* [SUPPLIED PASSAGE]:
►

Here is a guide for the kind of person who needs to get their data into R and have never done so or are struggling to get their data to load. I’ve tried to explain using simple words and lots of detail – the post is aimed at people who are not comfortable with code, so programmers might find it too simplified!
So, let’s start with the basics. Why are we bothering? At the beginning, we bother for three mean reasons, IMHO.
- When you write some code, you’ve got a record of exactly what you’ve done to your data. This means that the methods section is much easier to write.
- This also means that if you have to change one little annoying thing in your data file, you can run all the analyses again on one mouse click. For me, this is the most important reason!
- You have much better control over settings, particularly in graphics. That way, you don’t end up with a horrible excel-default-settings figure (which a journal will reject).
Of course, advanced users will also highlight that R has any function you can dream of, or at least the building blocks to make that function. And best of all R is free!

◄

Collection entries:
►

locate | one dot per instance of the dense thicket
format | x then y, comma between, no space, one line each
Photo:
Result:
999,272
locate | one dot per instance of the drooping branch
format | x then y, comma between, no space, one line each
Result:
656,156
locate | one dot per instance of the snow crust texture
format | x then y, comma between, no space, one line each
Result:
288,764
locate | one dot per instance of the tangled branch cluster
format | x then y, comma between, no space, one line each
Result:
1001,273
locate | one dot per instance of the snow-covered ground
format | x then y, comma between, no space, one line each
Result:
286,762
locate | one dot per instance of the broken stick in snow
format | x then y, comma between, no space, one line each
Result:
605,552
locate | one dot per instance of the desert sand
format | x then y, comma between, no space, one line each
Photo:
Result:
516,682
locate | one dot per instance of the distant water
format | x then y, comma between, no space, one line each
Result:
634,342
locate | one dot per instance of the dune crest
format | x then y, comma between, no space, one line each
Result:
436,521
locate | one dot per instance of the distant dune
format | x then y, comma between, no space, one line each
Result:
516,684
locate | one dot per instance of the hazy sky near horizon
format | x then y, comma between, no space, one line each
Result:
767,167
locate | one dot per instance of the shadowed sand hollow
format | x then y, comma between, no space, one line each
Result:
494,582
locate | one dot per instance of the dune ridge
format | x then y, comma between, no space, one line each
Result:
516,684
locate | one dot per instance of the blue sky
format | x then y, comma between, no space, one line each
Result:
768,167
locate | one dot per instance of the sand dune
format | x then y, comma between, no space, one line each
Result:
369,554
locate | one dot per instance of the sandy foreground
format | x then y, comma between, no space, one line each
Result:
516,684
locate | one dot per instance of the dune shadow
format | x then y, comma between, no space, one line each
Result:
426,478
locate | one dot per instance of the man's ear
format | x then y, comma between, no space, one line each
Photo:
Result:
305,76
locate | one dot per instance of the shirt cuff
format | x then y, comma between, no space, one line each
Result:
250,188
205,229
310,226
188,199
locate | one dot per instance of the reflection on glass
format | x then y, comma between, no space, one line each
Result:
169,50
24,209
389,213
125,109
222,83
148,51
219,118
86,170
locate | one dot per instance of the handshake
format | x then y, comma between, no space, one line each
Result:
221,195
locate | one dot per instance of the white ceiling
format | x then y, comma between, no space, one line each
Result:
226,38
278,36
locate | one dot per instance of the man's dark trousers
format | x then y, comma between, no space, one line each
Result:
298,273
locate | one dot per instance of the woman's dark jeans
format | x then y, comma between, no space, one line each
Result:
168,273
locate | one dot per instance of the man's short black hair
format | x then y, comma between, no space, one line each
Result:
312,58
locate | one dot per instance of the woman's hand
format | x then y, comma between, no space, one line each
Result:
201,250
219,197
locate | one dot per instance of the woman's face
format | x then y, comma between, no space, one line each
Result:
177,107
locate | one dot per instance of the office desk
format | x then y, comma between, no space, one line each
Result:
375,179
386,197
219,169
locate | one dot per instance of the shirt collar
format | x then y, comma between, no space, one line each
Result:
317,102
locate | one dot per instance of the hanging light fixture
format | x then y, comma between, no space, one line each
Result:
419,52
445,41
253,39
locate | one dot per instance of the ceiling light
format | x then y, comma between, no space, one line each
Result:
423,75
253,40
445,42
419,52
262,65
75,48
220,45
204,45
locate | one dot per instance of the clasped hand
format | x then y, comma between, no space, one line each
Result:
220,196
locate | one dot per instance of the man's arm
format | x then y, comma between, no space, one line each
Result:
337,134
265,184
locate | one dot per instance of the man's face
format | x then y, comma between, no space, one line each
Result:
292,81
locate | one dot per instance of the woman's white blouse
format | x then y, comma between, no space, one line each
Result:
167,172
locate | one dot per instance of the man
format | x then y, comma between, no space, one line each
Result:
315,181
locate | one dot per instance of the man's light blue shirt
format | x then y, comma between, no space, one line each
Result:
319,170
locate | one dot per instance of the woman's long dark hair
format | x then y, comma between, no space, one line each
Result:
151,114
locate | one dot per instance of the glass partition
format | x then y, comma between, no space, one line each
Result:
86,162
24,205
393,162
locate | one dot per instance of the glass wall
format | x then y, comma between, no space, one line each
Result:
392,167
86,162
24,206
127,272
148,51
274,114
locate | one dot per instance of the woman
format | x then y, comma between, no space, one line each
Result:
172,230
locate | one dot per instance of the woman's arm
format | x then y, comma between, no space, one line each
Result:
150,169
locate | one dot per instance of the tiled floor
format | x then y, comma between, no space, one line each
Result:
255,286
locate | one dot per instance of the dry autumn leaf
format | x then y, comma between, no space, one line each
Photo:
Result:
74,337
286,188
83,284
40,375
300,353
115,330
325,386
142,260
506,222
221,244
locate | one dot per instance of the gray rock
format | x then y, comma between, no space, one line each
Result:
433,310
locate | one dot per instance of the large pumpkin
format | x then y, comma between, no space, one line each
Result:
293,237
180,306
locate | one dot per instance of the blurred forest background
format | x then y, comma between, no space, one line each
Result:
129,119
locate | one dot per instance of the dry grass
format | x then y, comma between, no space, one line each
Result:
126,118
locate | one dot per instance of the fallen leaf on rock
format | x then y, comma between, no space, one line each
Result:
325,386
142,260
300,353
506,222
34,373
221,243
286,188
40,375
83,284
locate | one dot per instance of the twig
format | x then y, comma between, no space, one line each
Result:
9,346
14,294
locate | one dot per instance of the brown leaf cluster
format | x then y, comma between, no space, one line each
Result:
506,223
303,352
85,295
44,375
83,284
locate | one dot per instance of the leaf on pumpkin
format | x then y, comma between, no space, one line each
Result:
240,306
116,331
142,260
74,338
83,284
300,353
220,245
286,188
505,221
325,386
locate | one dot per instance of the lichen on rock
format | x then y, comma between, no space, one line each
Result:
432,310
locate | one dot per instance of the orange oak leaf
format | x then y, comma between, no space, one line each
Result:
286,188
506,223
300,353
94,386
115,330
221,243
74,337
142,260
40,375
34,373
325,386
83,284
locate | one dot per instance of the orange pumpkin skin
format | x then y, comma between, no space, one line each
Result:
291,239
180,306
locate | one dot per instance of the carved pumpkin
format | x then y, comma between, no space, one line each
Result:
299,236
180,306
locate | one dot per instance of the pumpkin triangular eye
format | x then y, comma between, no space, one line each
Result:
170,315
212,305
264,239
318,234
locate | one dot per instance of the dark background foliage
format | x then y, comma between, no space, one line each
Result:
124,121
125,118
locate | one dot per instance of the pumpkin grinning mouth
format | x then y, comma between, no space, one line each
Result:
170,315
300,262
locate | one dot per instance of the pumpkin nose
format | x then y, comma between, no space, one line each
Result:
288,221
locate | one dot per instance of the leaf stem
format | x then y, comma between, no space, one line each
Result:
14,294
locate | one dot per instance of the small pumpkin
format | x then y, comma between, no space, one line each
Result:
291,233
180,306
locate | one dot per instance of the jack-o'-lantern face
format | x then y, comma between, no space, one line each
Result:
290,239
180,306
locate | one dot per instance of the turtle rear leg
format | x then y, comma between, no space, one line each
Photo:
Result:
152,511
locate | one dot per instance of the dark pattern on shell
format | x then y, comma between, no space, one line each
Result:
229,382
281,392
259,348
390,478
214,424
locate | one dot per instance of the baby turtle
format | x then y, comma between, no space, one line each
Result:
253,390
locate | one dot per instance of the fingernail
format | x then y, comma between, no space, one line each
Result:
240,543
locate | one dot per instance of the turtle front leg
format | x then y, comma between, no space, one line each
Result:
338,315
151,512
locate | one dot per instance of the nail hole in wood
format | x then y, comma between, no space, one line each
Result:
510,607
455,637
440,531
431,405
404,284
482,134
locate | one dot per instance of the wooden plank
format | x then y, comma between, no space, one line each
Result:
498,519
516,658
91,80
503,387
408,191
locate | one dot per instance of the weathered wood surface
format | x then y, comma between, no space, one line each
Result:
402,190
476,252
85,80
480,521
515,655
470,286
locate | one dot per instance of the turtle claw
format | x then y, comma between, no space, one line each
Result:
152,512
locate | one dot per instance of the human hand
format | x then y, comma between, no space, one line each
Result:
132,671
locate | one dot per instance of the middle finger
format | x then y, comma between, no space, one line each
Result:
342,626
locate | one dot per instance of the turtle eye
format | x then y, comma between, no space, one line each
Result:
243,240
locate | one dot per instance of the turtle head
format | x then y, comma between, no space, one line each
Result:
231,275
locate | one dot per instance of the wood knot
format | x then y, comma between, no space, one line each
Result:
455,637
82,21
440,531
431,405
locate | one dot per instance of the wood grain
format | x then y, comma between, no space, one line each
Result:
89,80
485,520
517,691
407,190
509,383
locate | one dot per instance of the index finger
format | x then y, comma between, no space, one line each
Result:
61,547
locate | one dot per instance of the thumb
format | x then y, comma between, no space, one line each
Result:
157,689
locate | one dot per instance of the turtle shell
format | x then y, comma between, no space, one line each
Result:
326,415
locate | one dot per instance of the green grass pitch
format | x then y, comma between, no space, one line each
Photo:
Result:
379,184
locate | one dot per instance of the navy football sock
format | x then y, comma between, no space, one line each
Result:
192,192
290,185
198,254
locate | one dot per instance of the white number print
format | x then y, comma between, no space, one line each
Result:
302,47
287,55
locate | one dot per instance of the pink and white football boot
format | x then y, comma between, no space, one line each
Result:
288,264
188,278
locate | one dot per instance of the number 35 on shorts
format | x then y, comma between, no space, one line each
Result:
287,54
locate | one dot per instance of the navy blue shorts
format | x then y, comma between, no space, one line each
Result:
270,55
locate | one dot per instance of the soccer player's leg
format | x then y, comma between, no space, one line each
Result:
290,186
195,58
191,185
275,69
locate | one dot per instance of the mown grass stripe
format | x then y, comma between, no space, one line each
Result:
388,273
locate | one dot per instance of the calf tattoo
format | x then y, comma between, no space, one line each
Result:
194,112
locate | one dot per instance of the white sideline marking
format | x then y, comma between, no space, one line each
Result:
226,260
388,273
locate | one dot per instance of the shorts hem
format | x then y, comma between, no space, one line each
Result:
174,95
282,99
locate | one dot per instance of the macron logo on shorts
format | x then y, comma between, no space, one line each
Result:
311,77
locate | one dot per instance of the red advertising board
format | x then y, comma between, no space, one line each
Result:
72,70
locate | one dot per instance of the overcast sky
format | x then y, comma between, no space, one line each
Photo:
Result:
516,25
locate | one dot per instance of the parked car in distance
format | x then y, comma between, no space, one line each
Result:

◄

* [DO THIS]:
Write the next part of the beginner's guide to loading data into R, picking up right after its final sentence.

* [THE RESULT]:
Before you begin, you really really should use a text editor for writing your code, not the R GUI (graphical user interface – the windows which open when you select R in your list of programs). This is because text editors do useful things like save your code, and colour it in pretty colours for the names of functions and arguments – the same as the code in this blog. Just believe me, this is extremely useful for finding mistakes. I use Tinn-R but nearly everyone is now using R Studio – both are free and open-source. Find a text editor that works with R and use it!
Now, R thinks about the world a particular way. R divides the world into objects, functions and arguments. R commands are very often in the form “Make me an object that is made by doing these functions to that other object, according to those arguments”. Arguments are kind of like settings. Your data, as far as R sees it, is an object. But it’s probably an Excel or Open Office spreadsheet, which R does not deal directly with and cannot use as an object. R would much rather that your data was a data object, so you want to make a data object. Many first-timers use the clipboard function, and we often do that in teaching because we have the datasets ready and in the right format. Chances are that you don’t have your data in the right format, so we’re going to take a slightly longer route which we have much more control over.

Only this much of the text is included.